ENSEMBLE DE CONSIGNES:
**1)** Recopiez le passage de la critique de Bermuda Drain qui va de « Ceux qui suivent » jusqu'à « And Still, Wanting. » inclus.
**2)** Sous quel pseudonyme Dominick Fernow produit-il depuis peu une musique industrielle minimale, d'après la critique de Bermuda Drain ?
**3)** Dans la critique de Bermuda Drain, la dernière citation décrit l'expérience de la musique par une suite de termes reliés par « et ». Relevez chacun de ces termes.

TEXTE PRÉSENTÉ:
################

Eminent membre de Cold Cave, le musicien américain Dominick Fernow développe sous ce nouveau projet une autre conception de la violence…


«I don’t consider Prurient to be music». Dominick Fernow

Ceux qui suivent de près les diverses pérégrinations de Dominick Fernow vous l’assureront : la nouvelle orientation sonore du musicien est une évolution logique dans le contexte de ses récents projets. Le musicien américain, membre de Cold Cave et à la tête de Hospital Productions, produit depuis peu sous le pseudonyme de Vatican Shadow une musique industrielle minimale et qui peut sembler bien loin de la dureté d’un Prurient de History of Aids ou encore de And Still, Wanting.

Or on aurait tort de penser qu’il renonce par là à une certaine idée d’exclusion et de répulsion que propagent ses compositions. Car s’il est plus complexe dans sa violence, Bermuda Drain paraît décidément de cette veine-là, agressive et fulgurante. En plus de l’usage des synthés, la mélodie y fait son apparition dans une forme explicite, alors qu’elle était plutôt maltraitée dans les travaux précédents ; c’est aussi le cas de la voix, posée, parlée, chantée, bref, dans tous ses états et non seulement comme hurlement. Se dessine donc chez Fernow une nouvelle posture, qui comprend une redistribution des ingrédients sonores. Ces derniers sont à proprement parler inversés : la mélodie qui voulait percer à travers la surface rigide se constitue désormais comme cette surface même ; elle devient le décor d’où le cri se dégage, et cela non sans agressivité ; ce qui donne à l’album cet aspect si dérangeant et perturbateur, dérangeant car l’agitation trouve sa source dans le calme, et perturbateur car l’attente est déjouée constamment. Les morceaux s’enchaînent et ne se ressemblent pas, mais l’univers de la colère y transparait, originel et identique.

Il ne fait pas de doute que Bermuda Drain divise: malgré son apparente simplicité et son accessibilité, c’est un album insaisissable, brouillant les catégories et obligeant à élargir la définition même de la musique noise. Visiblement, l’ambition de Fernow s’inscrit dans cette volonté de rendre à cette dernière sa véritable force en la détachant d’une sonorité spécifique quelconque. Dans un récent entretien, le musicien déclare rêver d’une communication directe des sentiments qu’il désire véhiculer à travers Prurient, cela grâce à l’effacement total du médium. Il ajoute par ailleurs que la noise, à l’origine, est cette manière de créer qui interpelle, qui suspend le jugement de goût. Malgré ce désir « impossible », les affirmations de Fernow attirent l’attention sur la possibilité d’une évaluation critique relevant ni de la normativité ni de l’avis totalement subjectif. Bermuda Drain rappelle d’une certaine manière cette entaille profonde chez celui pour qui l’expérience de la musique n’est pas un simple compagnon de route; elle est « agonie et douleur et désarroi et paralysie et aliénation », volonté de savoir et de faire-savoir.

################

DONNÉES DE L'EXERCICE:
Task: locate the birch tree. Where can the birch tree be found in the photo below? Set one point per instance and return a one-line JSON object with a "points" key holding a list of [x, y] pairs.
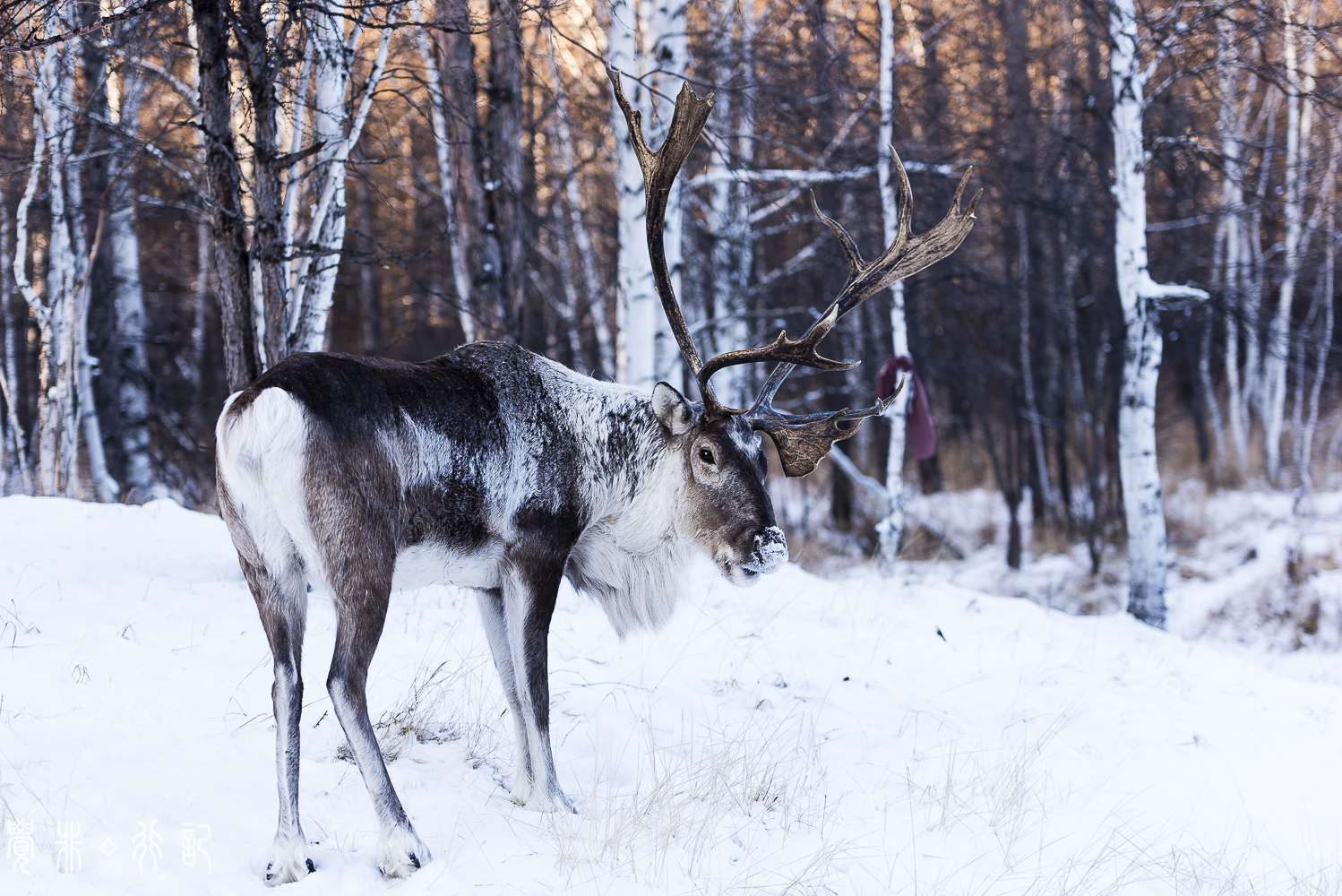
{"points": [[446, 175], [636, 302], [1299, 118], [891, 528], [59, 306], [1140, 297]]}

################

RÉPONSES AUX ACTIVITÉS:
**1)**
Ceux qui suivent de près les diverses pérégrinations de Dominick Fernow vous l’assureront : la nouvelle orientation sonore du musicien est une évolution logique dans le contexte de ses récents projets. Le musicien américain, membre de Cold Cave et à la tête de Hospital Productions, produit depuis peu sous le pseudonyme de Vatican Shadow une musique industrielle minimale et qui peut sembler bien loin de la dureté d’un Prurient de History of Aids ou encore de And Still, Wanting.

**2)** Vatican Shadow.

**3)** agonie, douleur, désarroi, paralysie, aliénation